Format the data from its start through the line containing "(1121, 333)" as a JSON list of strings, one string per line, omitting blank lines. Leave the pictures out.
>> START Excerpted records
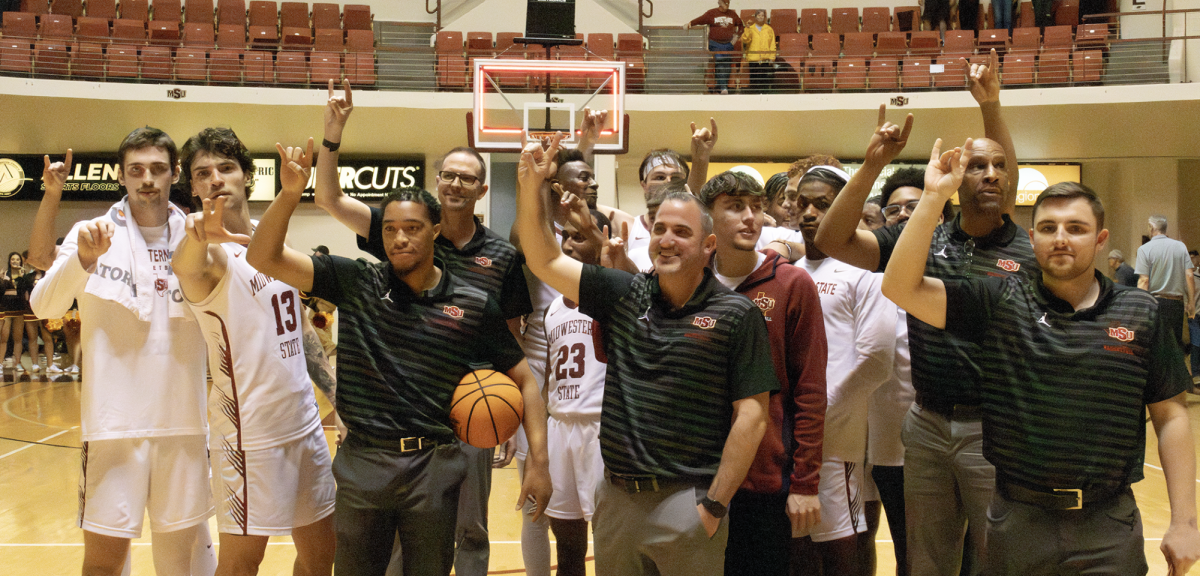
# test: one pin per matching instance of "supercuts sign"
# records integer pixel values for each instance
(367, 179)
(93, 178)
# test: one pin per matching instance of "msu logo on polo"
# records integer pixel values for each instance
(1011, 265)
(1121, 333)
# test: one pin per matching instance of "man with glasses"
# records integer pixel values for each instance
(468, 250)
(900, 195)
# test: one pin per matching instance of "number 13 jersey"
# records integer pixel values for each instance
(262, 395)
(575, 372)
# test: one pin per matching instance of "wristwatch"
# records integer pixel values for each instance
(715, 508)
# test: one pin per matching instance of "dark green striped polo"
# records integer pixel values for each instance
(673, 375)
(946, 367)
(1063, 408)
(487, 262)
(400, 355)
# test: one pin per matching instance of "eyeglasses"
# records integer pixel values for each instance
(466, 179)
(893, 210)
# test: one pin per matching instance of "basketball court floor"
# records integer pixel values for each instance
(39, 486)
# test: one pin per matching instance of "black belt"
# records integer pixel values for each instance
(948, 409)
(1055, 498)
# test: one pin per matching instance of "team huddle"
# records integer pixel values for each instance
(712, 394)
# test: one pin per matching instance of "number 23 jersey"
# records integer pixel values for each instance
(262, 395)
(574, 371)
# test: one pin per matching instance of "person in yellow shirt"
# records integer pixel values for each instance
(759, 41)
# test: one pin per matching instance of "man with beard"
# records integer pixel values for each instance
(780, 491)
(943, 432)
(143, 411)
(1072, 358)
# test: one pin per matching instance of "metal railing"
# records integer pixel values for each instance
(675, 61)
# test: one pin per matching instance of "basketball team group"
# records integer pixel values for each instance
(739, 381)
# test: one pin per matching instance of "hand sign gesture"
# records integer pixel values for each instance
(945, 171)
(337, 111)
(538, 163)
(703, 139)
(888, 141)
(208, 225)
(55, 175)
(297, 166)
(985, 79)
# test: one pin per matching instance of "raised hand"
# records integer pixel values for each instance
(985, 79)
(337, 111)
(703, 139)
(95, 239)
(945, 171)
(888, 139)
(55, 174)
(297, 166)
(208, 225)
(537, 163)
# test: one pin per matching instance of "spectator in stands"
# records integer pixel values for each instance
(1164, 270)
(1122, 273)
(724, 25)
(759, 42)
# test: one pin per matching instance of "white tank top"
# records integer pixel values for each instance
(574, 373)
(262, 395)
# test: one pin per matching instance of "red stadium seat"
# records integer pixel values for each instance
(883, 73)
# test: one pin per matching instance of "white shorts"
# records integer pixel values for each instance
(123, 479)
(575, 467)
(841, 502)
(270, 491)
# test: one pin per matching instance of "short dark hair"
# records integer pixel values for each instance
(706, 220)
(148, 137)
(729, 183)
(803, 165)
(1068, 191)
(414, 195)
(221, 142)
(775, 186)
(663, 153)
(479, 157)
(829, 178)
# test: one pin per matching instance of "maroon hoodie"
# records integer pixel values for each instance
(790, 454)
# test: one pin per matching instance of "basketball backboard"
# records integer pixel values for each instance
(539, 97)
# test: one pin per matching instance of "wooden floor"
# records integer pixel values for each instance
(39, 491)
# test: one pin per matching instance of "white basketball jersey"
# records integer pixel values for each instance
(574, 373)
(262, 395)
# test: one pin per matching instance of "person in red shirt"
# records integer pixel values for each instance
(724, 25)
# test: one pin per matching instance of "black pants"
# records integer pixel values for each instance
(384, 495)
(760, 534)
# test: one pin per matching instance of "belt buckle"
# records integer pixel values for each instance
(1079, 497)
(640, 484)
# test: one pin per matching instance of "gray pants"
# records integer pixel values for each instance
(471, 535)
(947, 486)
(655, 533)
(1101, 539)
(385, 495)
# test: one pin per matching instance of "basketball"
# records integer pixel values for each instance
(486, 408)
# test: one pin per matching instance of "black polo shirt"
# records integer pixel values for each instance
(400, 355)
(673, 375)
(487, 262)
(1065, 407)
(946, 367)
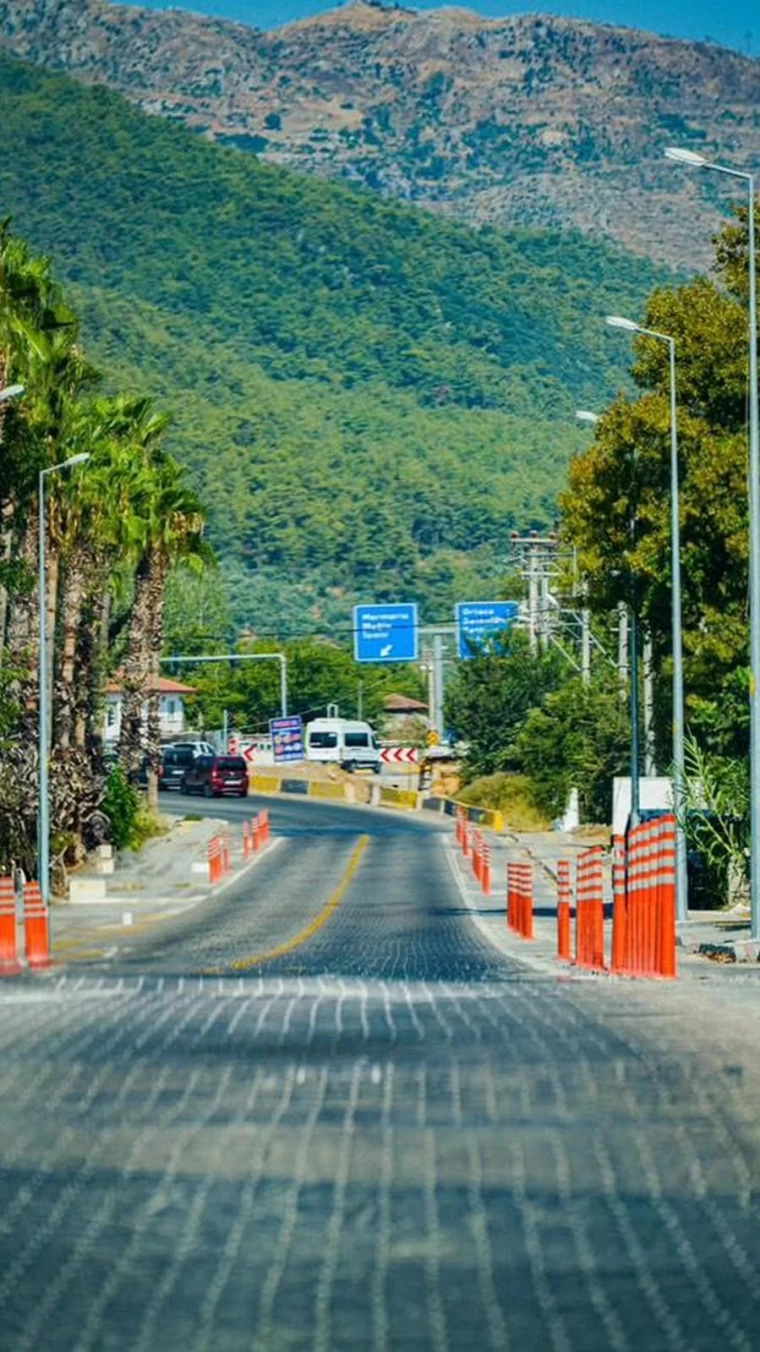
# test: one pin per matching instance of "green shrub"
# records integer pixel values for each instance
(507, 794)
>> END Excerpted records
Result of the exercise.
[
  "# test: one pin per matching instance of \"supercuts sign\"",
  "# records integer pixel values for each instance",
  "(367, 179)",
  "(93, 178)",
  "# test: one pin per matching instance of \"msu logo on polo\"",
  "# records integer pixel values for each instance",
  "(1011, 265)",
  "(1121, 333)"
]